## Begin DOCUMENT SECTION
HONOLULU (KHON2) — In Hawaiʻi, names are very important as they share a story.
[Hawaii news on the go–LISTEN to KHON 2GO weekday mornings at 7:30 a.m.]
Our weekly “Aloha Authentic” segment highlights various roadways around the islands so we can dig into the name and in turn, lean more about our unique culture and history.
This week, we head to a street that takes our attention to a school that just turned 133 years old.
In the ahupuaʻa of Kapalama, which lies in the moku of Kona here on Oʻahu, lies a street named after the founder of the Kamehameha Schools–Bernice St.
Princess Bernice Pauahi Bishop, the last direct descendant to King Kamehameha the Great, established the Kamehameha Schools through her will–one for boys and one for girls.
It was through the works of her husband though, Charles Reed Bishop, that her will came to fruition.
## End DOCUMENT SECTION
## Begin LISTING
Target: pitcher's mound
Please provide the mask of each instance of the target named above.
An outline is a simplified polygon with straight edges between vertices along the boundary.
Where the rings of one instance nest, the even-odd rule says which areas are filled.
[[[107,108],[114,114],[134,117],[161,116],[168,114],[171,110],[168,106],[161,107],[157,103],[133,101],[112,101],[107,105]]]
## End LISTING
● TASKS:
a – In the article on Bernice St., through whose works did Princess Bernice Pauahi Bishop's will come to fruition?
b – Continue the article on Bernice St. from its last sentence.

● THE ANSWERS:
a – Through the works of her husband, Charles Reed Bishop.

b –
On October 3, 1887, the Kamehameha School for Boys officially opened at its original location where the Bishop Museum stands today.
Four years later, 14 young men graduated as its first graduating class. There were almost 40 when the school first opened.
It wasn’t until December of 1894 when the Kamehameha School for Girls was dedicated at a separate location just across the street, makai of where Farrington High School stands today.
The School for Girls was the first to move to the new Kapalama campus up on the hill in 1931 after the first buildings were completed.
As the campus continued to grow, the School for Boys joined the Girls in 1940.
Coeducation was introduced in 1966.
Today, 133 years since its beginning, Kamehameha Schools has three campuses, 29 preschool sites and more than 28,000 graduates worldwide.
Did you know? Now you do!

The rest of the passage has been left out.